--- EXCERPTED TEXT ---

▶

In the early days of the lockdown, many of us wished we’d had more space, and the biggest difference between the UK and NZ is the astonishing space available. Although a large proportion of New Zealand’s population is squashed into Auckland and its suburbs in North Island, New Zealanders don’t skimp on the size of homes. The average size of a new home in the UK is 76 square metres. In New Zealand it is 175 metres.
The New Zealand equivalent of the American dream or the Englishman’s home being his castle, was the “quarter-acre paradise”. That’s just over 1,000 square metres; enough garden for a vegetable plot, fruit trees, outside entertainment area and enough lawn to play a bit of rugby or cricket on. Now, wouldn’t you have enjoyed that over the past few months?
Financial planning is a major part of moving home abroad. Countries simply don’t want the financially profligate moving there, with the risk that they will become a burden on the state, so financial barriers can be high (especially for those moving to the UK).
While it’s likely that British people will, post-Brexit transition period, still be able to move to EU countries, there will be minimum income requirements, probably somewhere between €10,000 and €30,000 per annum depending on the country.

◀

--- RECORD EXCERPTS ---
▶

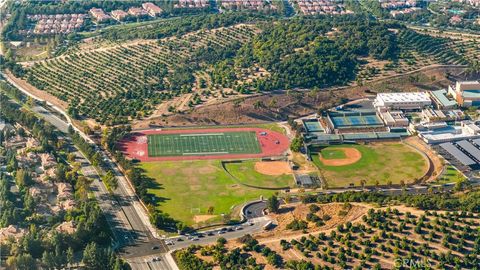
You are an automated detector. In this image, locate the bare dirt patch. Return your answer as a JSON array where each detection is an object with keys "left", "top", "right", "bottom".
[
  {"left": 255, "top": 161, "right": 292, "bottom": 175},
  {"left": 319, "top": 147, "right": 362, "bottom": 166},
  {"left": 193, "top": 215, "right": 216, "bottom": 223},
  {"left": 255, "top": 203, "right": 369, "bottom": 243}
]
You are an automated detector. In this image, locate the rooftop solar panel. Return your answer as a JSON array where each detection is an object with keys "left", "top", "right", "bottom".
[
  {"left": 457, "top": 140, "right": 480, "bottom": 159},
  {"left": 440, "top": 143, "right": 476, "bottom": 166}
]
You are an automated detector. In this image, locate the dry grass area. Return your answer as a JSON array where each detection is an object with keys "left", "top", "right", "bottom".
[
  {"left": 405, "top": 136, "right": 445, "bottom": 182},
  {"left": 182, "top": 203, "right": 480, "bottom": 270},
  {"left": 319, "top": 147, "right": 362, "bottom": 166},
  {"left": 255, "top": 161, "right": 292, "bottom": 175},
  {"left": 133, "top": 66, "right": 464, "bottom": 129},
  {"left": 5, "top": 70, "right": 68, "bottom": 111}
]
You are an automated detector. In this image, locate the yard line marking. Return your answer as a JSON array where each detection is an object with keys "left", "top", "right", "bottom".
[
  {"left": 182, "top": 152, "right": 228, "bottom": 156},
  {"left": 180, "top": 133, "right": 225, "bottom": 137}
]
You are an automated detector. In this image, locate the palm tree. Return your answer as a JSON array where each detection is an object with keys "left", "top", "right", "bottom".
[{"left": 360, "top": 179, "right": 367, "bottom": 189}]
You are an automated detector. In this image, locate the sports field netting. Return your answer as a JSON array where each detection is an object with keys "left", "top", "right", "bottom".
[{"left": 148, "top": 131, "right": 262, "bottom": 157}]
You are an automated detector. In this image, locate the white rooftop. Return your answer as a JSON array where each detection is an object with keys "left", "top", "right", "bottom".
[{"left": 377, "top": 92, "right": 431, "bottom": 103}]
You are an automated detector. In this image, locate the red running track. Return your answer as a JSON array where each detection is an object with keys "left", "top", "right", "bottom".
[{"left": 118, "top": 128, "right": 290, "bottom": 162}]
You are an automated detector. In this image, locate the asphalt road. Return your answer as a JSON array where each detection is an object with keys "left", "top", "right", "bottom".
[
  {"left": 0, "top": 76, "right": 171, "bottom": 269},
  {"left": 166, "top": 217, "right": 270, "bottom": 250},
  {"left": 33, "top": 103, "right": 168, "bottom": 259}
]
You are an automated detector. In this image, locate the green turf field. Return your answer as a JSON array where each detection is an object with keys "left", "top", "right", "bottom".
[
  {"left": 141, "top": 160, "right": 276, "bottom": 225},
  {"left": 320, "top": 148, "right": 347, "bottom": 159},
  {"left": 148, "top": 131, "right": 261, "bottom": 157},
  {"left": 312, "top": 143, "right": 428, "bottom": 188},
  {"left": 432, "top": 165, "right": 466, "bottom": 184}
]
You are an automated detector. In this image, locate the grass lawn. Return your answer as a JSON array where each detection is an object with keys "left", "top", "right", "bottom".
[
  {"left": 432, "top": 165, "right": 465, "bottom": 184},
  {"left": 312, "top": 143, "right": 428, "bottom": 188},
  {"left": 225, "top": 160, "right": 294, "bottom": 188},
  {"left": 320, "top": 147, "right": 347, "bottom": 159},
  {"left": 141, "top": 160, "right": 274, "bottom": 225}
]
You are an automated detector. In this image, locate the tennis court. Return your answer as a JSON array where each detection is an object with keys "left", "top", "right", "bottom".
[
  {"left": 303, "top": 119, "right": 324, "bottom": 132},
  {"left": 328, "top": 112, "right": 383, "bottom": 128},
  {"left": 147, "top": 131, "right": 262, "bottom": 157}
]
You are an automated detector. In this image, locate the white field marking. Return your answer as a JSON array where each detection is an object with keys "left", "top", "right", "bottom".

◀

--- REQUIRED ACTIONS ---
1. According to the moving-abroad excerpt, why can countries set high financial barriers for people moving there? Answer in one to three sentences.
2. Write out the part of the moving-abroad excerpt from "Financial planning is" up to and including "on the country.".
The records stand apart from the moving-abroad excerpt and are separate material.

--- SOLVED PROBLEMS ---
1. Countries don't want financially profligate people moving there, because such people risk becoming a burden on the state. That is why the financial barriers can be high.

2.
Financial planning is a major part of moving home abroad. Countries simply don’t want the financially profligate moving there, with the risk that they will become a burden on the state, so financial barriers can be high (especially for those moving to the UK).
While it’s likely that British people will, post-Brexit transition period, still be able to move to EU countries, there will be minimum income requirements, probably somewhere between €10,000 and €30,000 per annum depending on the country.